Given data.

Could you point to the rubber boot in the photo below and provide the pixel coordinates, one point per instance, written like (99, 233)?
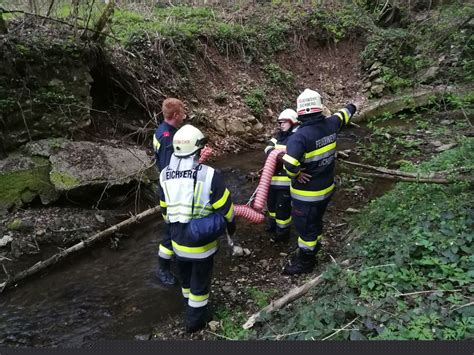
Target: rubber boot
(164, 274)
(304, 263)
(271, 225)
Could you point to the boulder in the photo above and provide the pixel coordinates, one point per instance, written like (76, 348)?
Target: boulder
(430, 74)
(23, 178)
(45, 89)
(91, 164)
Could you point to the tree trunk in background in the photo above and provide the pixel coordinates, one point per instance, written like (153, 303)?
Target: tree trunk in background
(104, 19)
(3, 25)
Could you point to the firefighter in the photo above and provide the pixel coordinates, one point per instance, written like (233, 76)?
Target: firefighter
(279, 199)
(309, 161)
(191, 194)
(174, 114)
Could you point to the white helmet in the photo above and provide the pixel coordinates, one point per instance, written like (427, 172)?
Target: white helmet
(288, 115)
(309, 101)
(187, 141)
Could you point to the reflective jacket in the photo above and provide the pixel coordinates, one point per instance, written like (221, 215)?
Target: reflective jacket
(163, 144)
(182, 182)
(312, 150)
(280, 179)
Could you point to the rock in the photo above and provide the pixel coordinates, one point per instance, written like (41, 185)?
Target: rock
(244, 268)
(430, 74)
(374, 73)
(446, 147)
(90, 164)
(258, 127)
(21, 225)
(375, 66)
(377, 90)
(40, 232)
(22, 178)
(446, 122)
(214, 325)
(45, 147)
(251, 119)
(237, 250)
(5, 240)
(142, 337)
(367, 85)
(219, 125)
(403, 102)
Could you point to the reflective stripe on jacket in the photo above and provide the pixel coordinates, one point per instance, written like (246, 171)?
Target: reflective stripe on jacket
(210, 195)
(312, 149)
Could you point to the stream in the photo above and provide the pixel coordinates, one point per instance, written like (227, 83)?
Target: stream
(107, 293)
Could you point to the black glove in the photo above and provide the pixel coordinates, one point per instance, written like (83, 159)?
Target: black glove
(231, 226)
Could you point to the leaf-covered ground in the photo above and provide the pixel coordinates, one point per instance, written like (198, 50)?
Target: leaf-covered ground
(412, 268)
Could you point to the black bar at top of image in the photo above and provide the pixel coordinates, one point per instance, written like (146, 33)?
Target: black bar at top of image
(260, 348)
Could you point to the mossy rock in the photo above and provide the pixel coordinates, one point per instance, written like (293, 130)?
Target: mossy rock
(23, 179)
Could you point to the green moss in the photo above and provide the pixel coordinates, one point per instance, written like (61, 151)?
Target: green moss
(63, 181)
(15, 224)
(22, 186)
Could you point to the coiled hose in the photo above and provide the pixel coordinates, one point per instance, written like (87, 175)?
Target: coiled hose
(254, 213)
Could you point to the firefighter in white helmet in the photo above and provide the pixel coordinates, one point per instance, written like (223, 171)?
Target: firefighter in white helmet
(279, 199)
(174, 114)
(198, 208)
(309, 161)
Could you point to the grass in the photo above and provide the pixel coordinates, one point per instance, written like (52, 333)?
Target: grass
(411, 274)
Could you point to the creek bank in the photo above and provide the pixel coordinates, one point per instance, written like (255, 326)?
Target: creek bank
(52, 168)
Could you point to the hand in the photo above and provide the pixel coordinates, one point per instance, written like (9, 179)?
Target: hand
(303, 178)
(231, 227)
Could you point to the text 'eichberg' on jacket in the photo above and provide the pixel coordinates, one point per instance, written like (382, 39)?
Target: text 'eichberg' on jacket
(183, 181)
(313, 149)
(163, 144)
(280, 178)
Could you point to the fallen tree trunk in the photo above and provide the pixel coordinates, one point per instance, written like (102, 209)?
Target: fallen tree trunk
(56, 258)
(281, 302)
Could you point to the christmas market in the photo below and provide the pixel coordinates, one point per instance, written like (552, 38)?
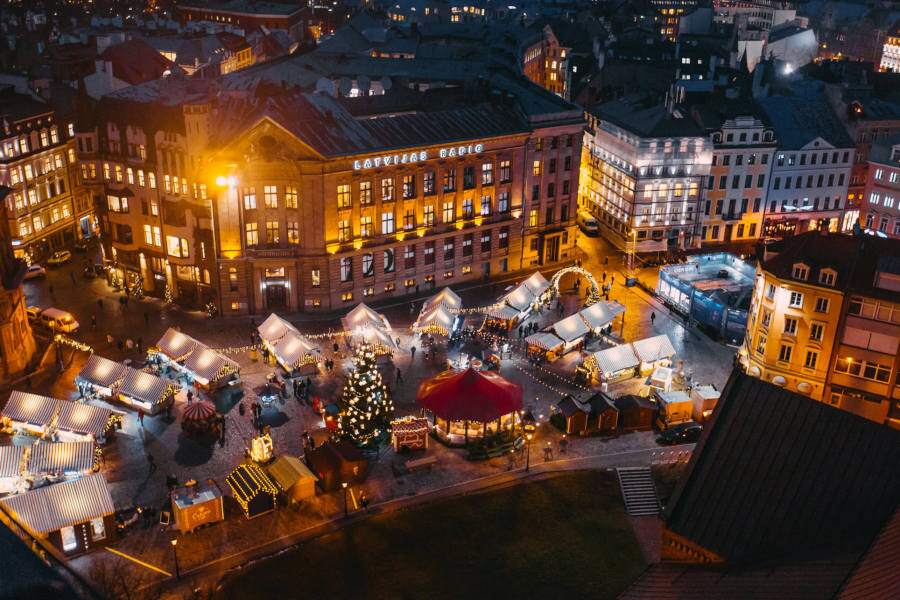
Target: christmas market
(99, 377)
(467, 405)
(253, 489)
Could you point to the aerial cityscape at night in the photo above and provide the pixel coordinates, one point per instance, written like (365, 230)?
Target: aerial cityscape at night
(439, 299)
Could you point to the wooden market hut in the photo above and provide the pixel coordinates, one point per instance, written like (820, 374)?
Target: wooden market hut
(636, 413)
(596, 414)
(75, 516)
(335, 463)
(467, 405)
(253, 489)
(293, 478)
(100, 376)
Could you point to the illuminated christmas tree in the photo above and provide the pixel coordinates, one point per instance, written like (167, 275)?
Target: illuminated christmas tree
(368, 408)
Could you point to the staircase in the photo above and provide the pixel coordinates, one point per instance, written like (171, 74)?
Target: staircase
(638, 490)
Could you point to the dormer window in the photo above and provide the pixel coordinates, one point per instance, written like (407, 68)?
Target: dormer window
(800, 272)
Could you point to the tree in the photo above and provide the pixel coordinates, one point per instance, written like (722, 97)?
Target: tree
(367, 402)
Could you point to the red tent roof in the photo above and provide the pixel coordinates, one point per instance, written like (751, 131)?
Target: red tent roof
(470, 396)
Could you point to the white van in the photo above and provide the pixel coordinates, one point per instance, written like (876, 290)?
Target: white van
(58, 320)
(587, 222)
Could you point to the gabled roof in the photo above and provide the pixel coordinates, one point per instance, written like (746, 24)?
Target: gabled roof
(780, 476)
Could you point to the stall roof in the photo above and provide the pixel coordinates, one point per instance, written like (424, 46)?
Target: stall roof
(102, 371)
(653, 349)
(26, 407)
(143, 386)
(601, 314)
(83, 418)
(292, 347)
(274, 328)
(537, 284)
(61, 505)
(437, 315)
(288, 470)
(364, 317)
(206, 363)
(176, 345)
(571, 328)
(11, 460)
(502, 311)
(61, 457)
(616, 358)
(446, 296)
(545, 340)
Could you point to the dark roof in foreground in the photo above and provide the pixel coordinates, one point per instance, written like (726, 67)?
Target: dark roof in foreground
(781, 477)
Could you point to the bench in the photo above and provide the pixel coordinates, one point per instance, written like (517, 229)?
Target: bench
(421, 463)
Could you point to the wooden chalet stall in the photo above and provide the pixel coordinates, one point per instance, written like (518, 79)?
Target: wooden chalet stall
(99, 377)
(335, 463)
(296, 353)
(75, 516)
(146, 391)
(293, 478)
(196, 505)
(253, 489)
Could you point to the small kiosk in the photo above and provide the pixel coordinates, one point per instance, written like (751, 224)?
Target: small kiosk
(99, 377)
(197, 504)
(254, 490)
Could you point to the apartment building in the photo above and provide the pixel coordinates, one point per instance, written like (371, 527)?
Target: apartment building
(743, 146)
(355, 201)
(825, 321)
(880, 209)
(36, 158)
(811, 169)
(645, 166)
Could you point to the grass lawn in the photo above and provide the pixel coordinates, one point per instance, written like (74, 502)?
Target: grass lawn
(567, 536)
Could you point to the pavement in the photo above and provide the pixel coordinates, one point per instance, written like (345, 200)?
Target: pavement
(224, 545)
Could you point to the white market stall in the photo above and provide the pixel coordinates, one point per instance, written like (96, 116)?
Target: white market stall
(146, 391)
(99, 376)
(30, 413)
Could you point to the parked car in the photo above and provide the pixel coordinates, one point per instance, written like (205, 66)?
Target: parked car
(587, 222)
(59, 258)
(683, 433)
(55, 319)
(35, 272)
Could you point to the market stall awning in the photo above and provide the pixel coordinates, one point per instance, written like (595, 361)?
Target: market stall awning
(11, 461)
(437, 317)
(142, 386)
(616, 359)
(84, 419)
(293, 348)
(537, 284)
(61, 505)
(102, 372)
(25, 407)
(600, 314)
(362, 316)
(447, 297)
(470, 396)
(653, 349)
(571, 329)
(502, 311)
(274, 328)
(207, 364)
(61, 457)
(176, 345)
(545, 340)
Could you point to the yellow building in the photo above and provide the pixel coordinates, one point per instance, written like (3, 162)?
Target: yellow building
(822, 322)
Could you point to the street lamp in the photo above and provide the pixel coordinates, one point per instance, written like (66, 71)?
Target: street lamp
(528, 437)
(175, 554)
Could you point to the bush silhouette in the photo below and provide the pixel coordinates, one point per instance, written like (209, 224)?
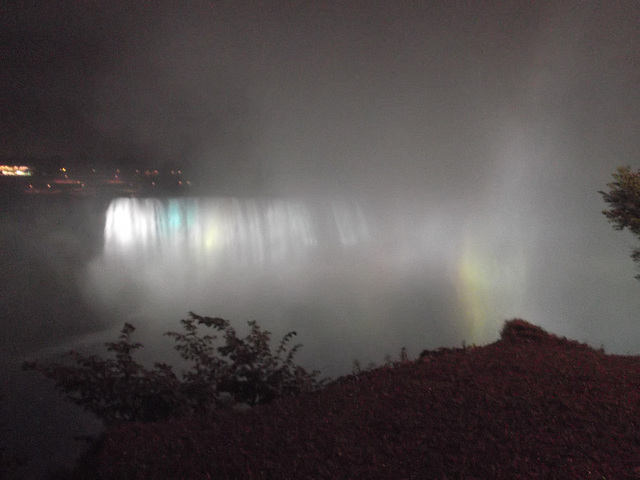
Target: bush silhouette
(224, 369)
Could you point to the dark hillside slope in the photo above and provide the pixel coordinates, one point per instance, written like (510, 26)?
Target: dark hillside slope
(531, 405)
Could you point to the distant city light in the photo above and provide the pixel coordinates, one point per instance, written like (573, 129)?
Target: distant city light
(15, 171)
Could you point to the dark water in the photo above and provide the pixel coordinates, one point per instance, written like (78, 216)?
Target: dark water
(355, 279)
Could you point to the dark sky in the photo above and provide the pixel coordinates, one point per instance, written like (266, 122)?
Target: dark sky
(285, 96)
(488, 127)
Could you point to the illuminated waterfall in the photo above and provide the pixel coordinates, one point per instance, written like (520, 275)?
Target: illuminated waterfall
(231, 231)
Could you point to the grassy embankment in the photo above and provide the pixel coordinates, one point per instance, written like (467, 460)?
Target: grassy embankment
(531, 405)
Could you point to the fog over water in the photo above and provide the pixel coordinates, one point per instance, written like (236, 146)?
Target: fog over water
(372, 175)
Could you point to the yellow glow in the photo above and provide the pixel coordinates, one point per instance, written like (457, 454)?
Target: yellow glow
(473, 291)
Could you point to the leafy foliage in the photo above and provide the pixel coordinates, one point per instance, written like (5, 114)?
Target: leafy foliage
(531, 405)
(623, 198)
(122, 389)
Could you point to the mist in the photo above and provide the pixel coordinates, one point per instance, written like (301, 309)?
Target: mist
(371, 176)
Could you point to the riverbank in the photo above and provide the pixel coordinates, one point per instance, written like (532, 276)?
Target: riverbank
(531, 405)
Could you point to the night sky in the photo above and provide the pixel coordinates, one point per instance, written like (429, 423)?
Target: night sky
(475, 136)
(489, 126)
(283, 96)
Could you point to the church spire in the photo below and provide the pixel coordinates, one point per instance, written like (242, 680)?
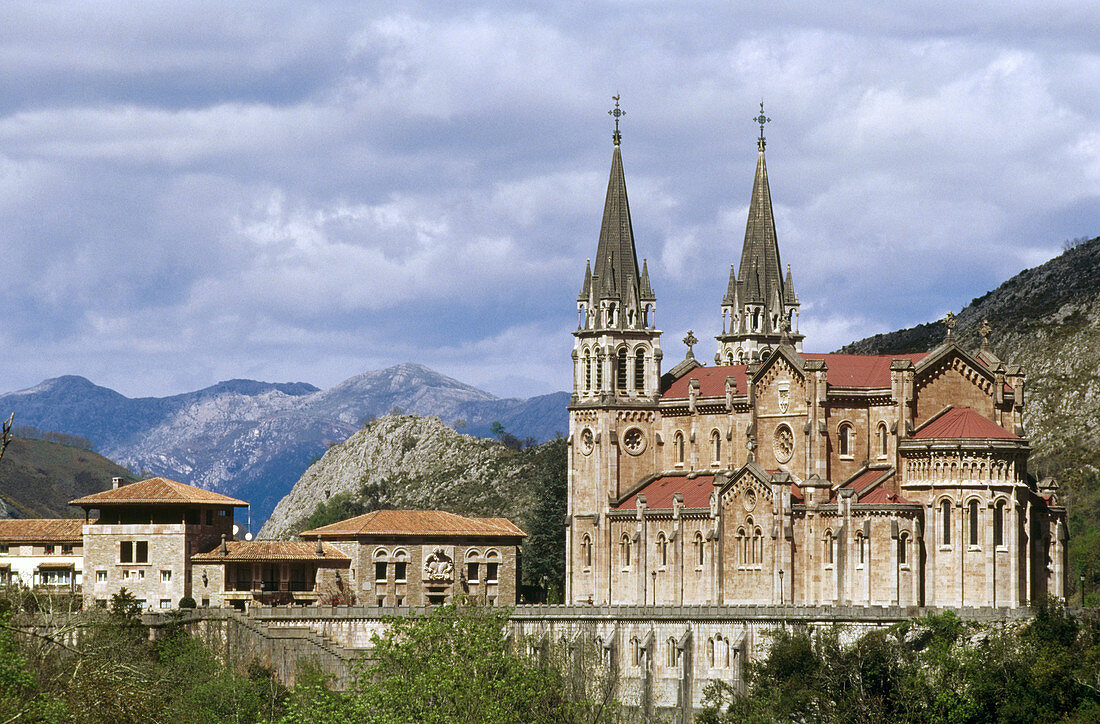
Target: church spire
(616, 276)
(759, 295)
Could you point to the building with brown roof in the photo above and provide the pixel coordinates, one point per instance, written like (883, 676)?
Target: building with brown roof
(144, 537)
(783, 476)
(427, 557)
(42, 552)
(271, 572)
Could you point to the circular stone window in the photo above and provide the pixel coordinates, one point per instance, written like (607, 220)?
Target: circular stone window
(783, 443)
(634, 440)
(587, 440)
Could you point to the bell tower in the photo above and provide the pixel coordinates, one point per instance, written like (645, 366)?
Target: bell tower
(760, 307)
(616, 388)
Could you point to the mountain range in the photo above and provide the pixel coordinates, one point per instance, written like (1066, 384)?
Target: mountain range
(254, 439)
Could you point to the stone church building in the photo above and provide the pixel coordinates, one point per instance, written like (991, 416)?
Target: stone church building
(781, 476)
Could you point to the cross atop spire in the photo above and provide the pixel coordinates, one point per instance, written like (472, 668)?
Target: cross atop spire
(761, 119)
(617, 113)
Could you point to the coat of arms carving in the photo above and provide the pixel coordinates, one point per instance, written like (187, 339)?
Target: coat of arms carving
(439, 568)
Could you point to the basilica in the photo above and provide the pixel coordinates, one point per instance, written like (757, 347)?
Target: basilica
(779, 476)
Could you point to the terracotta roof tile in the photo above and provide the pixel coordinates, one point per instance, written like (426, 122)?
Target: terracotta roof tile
(861, 370)
(712, 382)
(844, 371)
(156, 490)
(48, 529)
(961, 424)
(417, 523)
(882, 496)
(866, 479)
(271, 550)
(696, 492)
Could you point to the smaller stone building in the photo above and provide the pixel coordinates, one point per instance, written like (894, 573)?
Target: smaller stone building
(240, 572)
(413, 558)
(144, 538)
(42, 552)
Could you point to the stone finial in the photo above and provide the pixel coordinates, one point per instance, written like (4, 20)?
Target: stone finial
(691, 341)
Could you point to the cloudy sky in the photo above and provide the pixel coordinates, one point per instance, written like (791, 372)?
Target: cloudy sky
(286, 192)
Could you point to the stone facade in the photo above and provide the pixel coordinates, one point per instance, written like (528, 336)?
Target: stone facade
(415, 558)
(45, 554)
(144, 537)
(781, 476)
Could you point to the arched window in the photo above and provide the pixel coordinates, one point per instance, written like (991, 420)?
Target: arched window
(845, 438)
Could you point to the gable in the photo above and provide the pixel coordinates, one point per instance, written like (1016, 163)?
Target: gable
(953, 380)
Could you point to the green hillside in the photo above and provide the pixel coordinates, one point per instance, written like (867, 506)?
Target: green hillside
(37, 479)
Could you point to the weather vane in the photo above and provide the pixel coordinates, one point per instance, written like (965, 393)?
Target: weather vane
(691, 341)
(617, 113)
(761, 119)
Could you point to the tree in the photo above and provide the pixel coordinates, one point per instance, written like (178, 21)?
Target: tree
(545, 548)
(454, 665)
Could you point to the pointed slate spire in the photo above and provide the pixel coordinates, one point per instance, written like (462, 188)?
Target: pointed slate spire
(761, 245)
(616, 256)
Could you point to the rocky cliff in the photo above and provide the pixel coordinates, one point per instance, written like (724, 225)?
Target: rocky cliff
(405, 461)
(253, 439)
(1046, 319)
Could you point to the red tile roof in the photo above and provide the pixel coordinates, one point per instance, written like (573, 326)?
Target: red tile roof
(861, 370)
(46, 529)
(417, 523)
(961, 424)
(271, 550)
(865, 479)
(695, 491)
(844, 371)
(156, 490)
(712, 382)
(882, 496)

Job. Through the last line of the entries above, beginning at the line containing "Could you point to the pointed", transcribe each line exactly, both ends included and nothing more.

Answer to this problem.
Could you point to the pointed slate spire in the photo above and provide the pixel coordinates, one point per instance, written like (462, 188)?
Target: pointed slate spire
(761, 245)
(616, 256)
Could you point to the rocky cliff in the photo above and provide the pixel coordinates, one point per instance, written like (724, 225)?
Target: rocky cliff
(405, 461)
(253, 439)
(1046, 319)
Could you point to the red tile roof in the photo above and provide the pixel coordinates, one point per instance, written like (573, 326)?
Target: red tile roof
(861, 370)
(46, 529)
(417, 523)
(961, 424)
(271, 550)
(865, 479)
(695, 491)
(844, 371)
(156, 490)
(712, 382)
(882, 496)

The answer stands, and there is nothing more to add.